[Excerpts of labeled region data]
>>>>

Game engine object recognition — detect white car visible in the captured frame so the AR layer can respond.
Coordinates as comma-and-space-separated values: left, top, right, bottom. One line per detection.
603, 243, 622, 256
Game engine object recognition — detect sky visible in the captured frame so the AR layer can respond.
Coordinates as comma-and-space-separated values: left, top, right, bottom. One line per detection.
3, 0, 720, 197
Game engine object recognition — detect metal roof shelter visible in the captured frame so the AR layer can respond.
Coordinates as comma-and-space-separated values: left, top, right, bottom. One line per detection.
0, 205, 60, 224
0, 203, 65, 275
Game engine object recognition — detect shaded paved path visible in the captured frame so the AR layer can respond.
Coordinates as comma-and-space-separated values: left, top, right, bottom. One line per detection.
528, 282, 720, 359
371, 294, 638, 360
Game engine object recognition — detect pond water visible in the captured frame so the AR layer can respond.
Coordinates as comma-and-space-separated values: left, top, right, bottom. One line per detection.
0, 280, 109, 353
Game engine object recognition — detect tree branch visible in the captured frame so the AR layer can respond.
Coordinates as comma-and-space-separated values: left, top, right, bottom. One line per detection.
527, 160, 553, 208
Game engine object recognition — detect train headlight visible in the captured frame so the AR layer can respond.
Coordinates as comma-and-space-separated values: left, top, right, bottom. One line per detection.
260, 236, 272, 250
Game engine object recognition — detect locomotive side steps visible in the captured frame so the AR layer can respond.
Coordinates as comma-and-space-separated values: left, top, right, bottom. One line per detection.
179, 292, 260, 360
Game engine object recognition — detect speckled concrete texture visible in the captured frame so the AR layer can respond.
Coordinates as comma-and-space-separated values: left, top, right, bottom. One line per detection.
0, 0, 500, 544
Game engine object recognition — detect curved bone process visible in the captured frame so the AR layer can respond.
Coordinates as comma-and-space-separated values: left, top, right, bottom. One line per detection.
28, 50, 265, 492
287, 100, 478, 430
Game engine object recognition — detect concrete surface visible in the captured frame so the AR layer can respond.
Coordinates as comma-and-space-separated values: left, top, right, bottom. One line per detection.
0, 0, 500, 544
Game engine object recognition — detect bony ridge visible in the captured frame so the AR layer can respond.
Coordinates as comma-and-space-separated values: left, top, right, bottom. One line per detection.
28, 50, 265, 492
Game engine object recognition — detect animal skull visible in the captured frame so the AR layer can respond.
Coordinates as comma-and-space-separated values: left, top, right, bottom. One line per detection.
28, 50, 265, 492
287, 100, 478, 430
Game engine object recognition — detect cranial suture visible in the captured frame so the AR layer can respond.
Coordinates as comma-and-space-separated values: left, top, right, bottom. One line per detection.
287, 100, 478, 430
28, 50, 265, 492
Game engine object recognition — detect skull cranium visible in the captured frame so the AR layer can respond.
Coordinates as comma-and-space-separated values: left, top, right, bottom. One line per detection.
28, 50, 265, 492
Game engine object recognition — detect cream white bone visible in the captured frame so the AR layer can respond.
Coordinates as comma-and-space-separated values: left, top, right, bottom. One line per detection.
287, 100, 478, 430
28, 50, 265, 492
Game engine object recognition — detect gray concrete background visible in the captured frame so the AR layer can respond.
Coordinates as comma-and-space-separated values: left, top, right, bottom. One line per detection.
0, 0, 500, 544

<<<<

### AIM OF THE TASK:
Write out every line of the records above, starting with the line that contains "Game engine object recognition — detect bony" and going on through the end of the records. Add 98 to each bounding box coordinate.

### WRITTEN RESPONSE:
Game engine object recognition — detect bony ridge visible in the captured frame so the AR layer can respond.
Coordinates as comma-and-space-separated values: left, top, right, bottom. One line per detection.
126, 148, 363, 590
Game engine object recognition — detect animal skull visible in the captured frame so the AR layer can respond.
Coordinates as comma-and-space-separated values: left, top, right, bottom. One line per detection.
126, 148, 363, 590
385, 198, 576, 528
Game engine object recognition — detect cranial suture visible in the captured frame so the AR layer can respond.
Coordinates as comma-and-space-separated values: left, top, right, bottom. One line per detection.
385, 198, 576, 528
126, 148, 363, 590
Game engine object recognition — detect skull cranium visible in the captured frame so the AR layer can respond.
Coordinates as comma-and-space-separated values: left, top, right, bottom. One line per detection.
126, 148, 363, 590
Game engine object recognition — detect cream white bone visible in the captured frame so the AR layer can respond.
Coordinates as comma-and-space-separated values: left, top, right, bottom. One line per detection.
385, 198, 576, 528
126, 148, 363, 590
Game engine object recognition — detect gray concrete background visible in the captured frame so the AR layer can respond.
Coordinates as comma-and-space-separated values: left, top, right, bottom. One line per detection.
98, 98, 598, 642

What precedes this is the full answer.